== Data to process ==

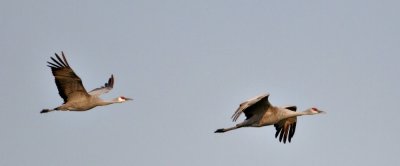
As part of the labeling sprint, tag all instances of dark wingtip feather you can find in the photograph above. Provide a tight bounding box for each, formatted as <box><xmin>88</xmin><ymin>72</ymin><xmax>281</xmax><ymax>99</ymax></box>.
<box><xmin>288</xmin><ymin>123</ymin><xmax>296</xmax><ymax>143</ymax></box>
<box><xmin>48</xmin><ymin>52</ymin><xmax>70</xmax><ymax>68</ymax></box>
<box><xmin>288</xmin><ymin>126</ymin><xmax>293</xmax><ymax>143</ymax></box>
<box><xmin>275</xmin><ymin>128</ymin><xmax>280</xmax><ymax>138</ymax></box>
<box><xmin>47</xmin><ymin>65</ymin><xmax>57</xmax><ymax>68</ymax></box>
<box><xmin>102</xmin><ymin>75</ymin><xmax>114</xmax><ymax>89</ymax></box>
<box><xmin>50</xmin><ymin>56</ymin><xmax>64</xmax><ymax>67</ymax></box>
<box><xmin>55</xmin><ymin>53</ymin><xmax>67</xmax><ymax>66</ymax></box>
<box><xmin>47</xmin><ymin>61</ymin><xmax>61</xmax><ymax>68</ymax></box>
<box><xmin>61</xmin><ymin>51</ymin><xmax>70</xmax><ymax>66</ymax></box>
<box><xmin>279</xmin><ymin>128</ymin><xmax>284</xmax><ymax>142</ymax></box>
<box><xmin>283</xmin><ymin>129</ymin><xmax>288</xmax><ymax>143</ymax></box>
<box><xmin>109</xmin><ymin>74</ymin><xmax>114</xmax><ymax>88</ymax></box>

===

▸ Required action: Return the records word for word, leaving every picture out of the copy.

▸ Response to the exercise:
As part of the labeling sprint, tag all instances of dark wingtip feather you can find in the photograph above. Provide a tight bounding box for each, formatted as <box><xmin>88</xmin><ymin>72</ymin><xmax>281</xmax><ymax>99</ymax></box>.
<box><xmin>288</xmin><ymin>123</ymin><xmax>296</xmax><ymax>143</ymax></box>
<box><xmin>48</xmin><ymin>52</ymin><xmax>70</xmax><ymax>68</ymax></box>
<box><xmin>288</xmin><ymin>126</ymin><xmax>293</xmax><ymax>143</ymax></box>
<box><xmin>275</xmin><ymin>128</ymin><xmax>280</xmax><ymax>138</ymax></box>
<box><xmin>47</xmin><ymin>65</ymin><xmax>57</xmax><ymax>68</ymax></box>
<box><xmin>102</xmin><ymin>75</ymin><xmax>114</xmax><ymax>89</ymax></box>
<box><xmin>50</xmin><ymin>56</ymin><xmax>64</xmax><ymax>67</ymax></box>
<box><xmin>55</xmin><ymin>53</ymin><xmax>67</xmax><ymax>66</ymax></box>
<box><xmin>47</xmin><ymin>61</ymin><xmax>61</xmax><ymax>68</ymax></box>
<box><xmin>61</xmin><ymin>51</ymin><xmax>70</xmax><ymax>66</ymax></box>
<box><xmin>279</xmin><ymin>128</ymin><xmax>284</xmax><ymax>142</ymax></box>
<box><xmin>283</xmin><ymin>129</ymin><xmax>288</xmax><ymax>143</ymax></box>
<box><xmin>109</xmin><ymin>74</ymin><xmax>114</xmax><ymax>88</ymax></box>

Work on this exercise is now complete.